Stored data
------------------------------------
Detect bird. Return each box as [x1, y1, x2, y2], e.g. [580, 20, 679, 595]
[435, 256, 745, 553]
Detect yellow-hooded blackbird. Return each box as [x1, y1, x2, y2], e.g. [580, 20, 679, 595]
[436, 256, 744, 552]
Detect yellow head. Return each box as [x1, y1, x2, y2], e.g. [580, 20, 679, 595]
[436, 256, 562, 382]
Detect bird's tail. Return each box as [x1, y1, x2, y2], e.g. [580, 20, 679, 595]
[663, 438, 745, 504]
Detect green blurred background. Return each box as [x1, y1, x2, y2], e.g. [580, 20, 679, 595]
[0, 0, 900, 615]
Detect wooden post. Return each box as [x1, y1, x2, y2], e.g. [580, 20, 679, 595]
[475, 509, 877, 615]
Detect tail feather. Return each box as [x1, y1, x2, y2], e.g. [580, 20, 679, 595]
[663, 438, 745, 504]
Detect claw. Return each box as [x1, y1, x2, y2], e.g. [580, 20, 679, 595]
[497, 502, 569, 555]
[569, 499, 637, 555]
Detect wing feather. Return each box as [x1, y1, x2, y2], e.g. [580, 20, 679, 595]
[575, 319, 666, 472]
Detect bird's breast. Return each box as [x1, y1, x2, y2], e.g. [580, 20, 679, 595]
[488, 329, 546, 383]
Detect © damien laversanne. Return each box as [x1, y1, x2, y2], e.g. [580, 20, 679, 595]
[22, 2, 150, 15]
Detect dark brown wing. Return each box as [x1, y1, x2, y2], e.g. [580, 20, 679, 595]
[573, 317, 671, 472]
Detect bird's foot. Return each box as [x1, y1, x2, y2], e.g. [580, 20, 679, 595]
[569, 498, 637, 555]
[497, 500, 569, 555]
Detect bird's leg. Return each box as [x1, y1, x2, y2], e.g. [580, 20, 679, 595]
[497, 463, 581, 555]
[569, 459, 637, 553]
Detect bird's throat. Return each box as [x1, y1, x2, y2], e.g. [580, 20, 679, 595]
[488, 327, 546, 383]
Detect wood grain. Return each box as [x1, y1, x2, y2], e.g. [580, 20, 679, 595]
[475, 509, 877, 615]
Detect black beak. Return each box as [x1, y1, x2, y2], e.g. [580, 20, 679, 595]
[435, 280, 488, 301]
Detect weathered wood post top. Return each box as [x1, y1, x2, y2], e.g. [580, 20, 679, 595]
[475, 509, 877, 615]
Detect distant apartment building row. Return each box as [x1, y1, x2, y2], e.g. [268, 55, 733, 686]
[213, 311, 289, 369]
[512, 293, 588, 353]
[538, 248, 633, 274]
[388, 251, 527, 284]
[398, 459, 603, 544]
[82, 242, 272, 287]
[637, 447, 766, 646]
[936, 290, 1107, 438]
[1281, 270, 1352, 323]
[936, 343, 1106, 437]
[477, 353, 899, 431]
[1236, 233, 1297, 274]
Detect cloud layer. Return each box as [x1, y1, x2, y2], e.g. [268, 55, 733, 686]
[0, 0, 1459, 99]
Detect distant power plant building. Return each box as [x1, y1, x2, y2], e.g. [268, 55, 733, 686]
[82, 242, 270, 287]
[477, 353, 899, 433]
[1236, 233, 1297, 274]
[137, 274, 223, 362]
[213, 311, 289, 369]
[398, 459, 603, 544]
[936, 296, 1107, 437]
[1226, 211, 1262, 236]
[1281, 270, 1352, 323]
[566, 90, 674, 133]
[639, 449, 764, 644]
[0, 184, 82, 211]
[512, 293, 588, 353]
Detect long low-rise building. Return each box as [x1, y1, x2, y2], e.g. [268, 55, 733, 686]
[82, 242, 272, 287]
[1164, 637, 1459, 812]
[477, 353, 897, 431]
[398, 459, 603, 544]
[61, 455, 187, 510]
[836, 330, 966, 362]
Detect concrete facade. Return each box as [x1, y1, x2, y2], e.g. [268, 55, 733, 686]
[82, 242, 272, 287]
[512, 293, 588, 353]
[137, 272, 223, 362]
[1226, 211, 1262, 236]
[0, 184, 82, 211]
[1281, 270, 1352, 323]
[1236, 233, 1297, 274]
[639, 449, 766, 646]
------------------------------------
Exercise brief
Rewrite the material above, changing every "Detect" to "Locate" and leaving all else as it is.

Expected answer
Locate bird. Return each box as [x1, y1, x2, y2], e.g. [580, 20, 679, 595]
[435, 256, 745, 553]
Locate yellow-hooded blackbird. Return each box as [x1, y1, x2, y2], e.g. [580, 20, 679, 595]
[436, 256, 744, 552]
Locate yellow head. Return each box as [x1, y1, x2, y2], e.g. [580, 20, 679, 595]
[436, 256, 562, 382]
Locate bird's tail. Return each box as [x1, y1, x2, y2], e.g. [580, 20, 679, 595]
[663, 438, 745, 504]
Locate green blurred background. Return each box as [x1, y1, x2, y2], e.g. [580, 20, 679, 595]
[0, 0, 900, 615]
Locate wooden post. Return each box as [x1, y1, x2, y2], e.g. [580, 20, 679, 595]
[475, 509, 877, 615]
Locate tail feather. Return each box as [x1, y1, x2, y2], e.g. [580, 20, 679, 595]
[663, 438, 745, 504]
Locate claw. Return each box as [x1, y1, x2, y2], e.g. [580, 20, 679, 595]
[497, 502, 569, 555]
[569, 499, 637, 555]
Locate wing feather. Return each box as [x1, y1, x2, y2], e.g. [580, 20, 679, 595]
[575, 319, 666, 472]
Locate bird's breast. Return each box as [x1, y1, x2, y2], e.g. [580, 20, 679, 595]
[488, 329, 546, 383]
Locate © damien laversanne. Return each box as [x1, y1, x2, y2], e.g. [580, 20, 679, 595]
[22, 2, 150, 15]
Locate dark brown wing. Return each box as [x1, y1, x2, y2], e.g. [580, 20, 679, 595]
[573, 317, 671, 472]
Locate bird's foot. Return each box as [x1, y1, x2, y2], e.g. [580, 20, 679, 595]
[569, 498, 637, 555]
[497, 500, 569, 555]
Locate bird's leg. Return each box as [x1, y1, x2, y2], e.g. [580, 20, 679, 595]
[497, 463, 581, 555]
[569, 459, 637, 553]
Locate bird's throat. Return each box as [x1, y1, x2, y2], e.g. [580, 20, 679, 595]
[488, 327, 546, 383]
Locate wood grain. Return each box as [x1, y1, x2, y2], e.g. [580, 20, 679, 595]
[475, 509, 877, 615]
Locate black beak. Return each box as [x1, y1, x2, y2], e.g. [580, 20, 679, 595]
[435, 280, 488, 301]
Locate weathered wood post top. Return each box as [x1, y1, x2, y2], e.g. [580, 20, 679, 595]
[475, 509, 877, 615]
Locate distant apartment building row. Return each box as [x1, y1, x2, y2], e.g. [268, 55, 733, 686]
[213, 311, 289, 369]
[512, 293, 588, 353]
[538, 248, 633, 274]
[388, 251, 527, 284]
[398, 459, 603, 544]
[82, 242, 272, 287]
[637, 447, 766, 646]
[936, 290, 1107, 438]
[1281, 270, 1352, 323]
[936, 343, 1106, 437]
[477, 353, 899, 431]
[1236, 233, 1297, 274]
Locate cloud layer. Return each box as [x1, y1, x2, y2], e.g. [268, 55, 733, 686]
[0, 0, 1459, 99]
Locate distant power plant building. Return each box as [x1, y1, x2, y2], e.g. [268, 55, 733, 686]
[82, 242, 270, 287]
[477, 353, 899, 433]
[1236, 233, 1297, 274]
[137, 274, 223, 362]
[213, 311, 289, 369]
[398, 459, 603, 544]
[936, 296, 1107, 437]
[1226, 211, 1262, 236]
[1281, 270, 1352, 323]
[566, 90, 674, 133]
[639, 449, 764, 644]
[0, 184, 82, 211]
[512, 293, 588, 353]
Locate long low-rise building. Return each box as [x1, y1, x2, y2], e.g. [268, 55, 733, 686]
[82, 242, 272, 287]
[1164, 637, 1459, 812]
[477, 353, 897, 431]
[398, 459, 603, 544]
[61, 455, 187, 510]
[836, 330, 966, 362]
Locate concrete facade. Return each box as [x1, y1, x2, y2], e.g. [268, 55, 733, 686]
[82, 242, 272, 287]
[512, 293, 588, 353]
[137, 272, 223, 362]
[1226, 211, 1262, 236]
[0, 184, 82, 211]
[1281, 270, 1352, 323]
[1236, 233, 1297, 274]
[639, 449, 766, 646]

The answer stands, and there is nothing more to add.